Repeat the listing below character for character, and leave any pictures out of your answer.

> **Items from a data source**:
↓

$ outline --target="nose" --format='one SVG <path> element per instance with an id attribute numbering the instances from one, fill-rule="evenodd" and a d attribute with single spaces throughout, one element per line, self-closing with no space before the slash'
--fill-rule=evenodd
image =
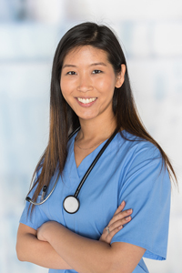
<path id="1" fill-rule="evenodd" d="M 79 76 L 77 90 L 81 92 L 87 92 L 93 89 L 92 80 L 86 73 Z"/>

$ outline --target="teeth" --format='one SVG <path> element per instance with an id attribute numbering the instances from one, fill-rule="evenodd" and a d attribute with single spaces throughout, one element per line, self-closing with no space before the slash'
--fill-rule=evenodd
<path id="1" fill-rule="evenodd" d="M 77 97 L 77 100 L 80 101 L 83 104 L 89 104 L 93 101 L 95 101 L 96 99 L 96 97 L 92 97 L 92 98 L 81 98 L 81 97 Z"/>

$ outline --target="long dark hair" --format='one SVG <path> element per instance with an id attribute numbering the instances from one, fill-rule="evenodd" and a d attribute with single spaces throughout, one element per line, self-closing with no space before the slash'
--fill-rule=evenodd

↑

> **Task answer**:
$ outline --target="nose" --format='one SVG <path> element per instance with an id attribute numbering the instances from one, fill-rule="evenodd" and a d attribute with single spaces throughout, one element per line, self-closing with no space before the slash'
--fill-rule=evenodd
image =
<path id="1" fill-rule="evenodd" d="M 79 76 L 77 90 L 81 92 L 87 92 L 93 89 L 92 80 L 86 73 Z"/>

$ outline --target="teeth" --format='one SVG <path> element per instance with an id attribute numbering the instances from one, fill-rule="evenodd" and a d attribute with single spaces throughout, one element per line, self-closing with no space before the slash'
--fill-rule=evenodd
<path id="1" fill-rule="evenodd" d="M 77 97 L 77 100 L 80 101 L 83 104 L 89 104 L 93 101 L 95 101 L 96 99 L 96 97 L 92 97 L 92 98 L 81 98 L 81 97 Z"/>

$ outline --target="long dark hair" --format='one SVG <path> element per instance with an id attribute numbering the instances from one, fill-rule="evenodd" and a d attribute with single spaces throughout, one element per line, self-closing with no space before the slash'
--fill-rule=evenodd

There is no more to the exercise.